* [YOUR TASKS]
1. Reproduce the 1978 Lehigh Engineers football entry verbatim from "American college football" to "I-AA football season.".
2. According to the 1978 Lehigh Engineers football entry, what was the team's home stadium?

* [SELECTED PASSAGE]
- Conference: Independent

Ranking
- AP: No. 9
- Record: 8–3
- Head coach: John Whitehead (3rd season);
- Captains: Bill Bradley; Pete DeLuca;
- Home stadium: Taylor Stadium

= 1978 Lehigh Engineers football team =

American college football season

The 1978 Lehigh Engineers football team was an American football team that represented Lehigh University as an independent during the 1978 NCAA Division I-AA football season.

In their third year under head coach John Whitehead, the Engineers compiled an 8–3 record. Bill Bradley and Pete DeLuca were the team captains.

* [COLLECTED DATA]
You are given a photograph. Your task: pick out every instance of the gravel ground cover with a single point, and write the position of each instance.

* [SOLUTIONS FOR EACH TASK]
1.
American college football season

The 1978 Lehigh Engineers football team was an American football team that represented Lehigh University as an independent during the 1978 NCAA Division I-AA football season.

2. Taylor Stadium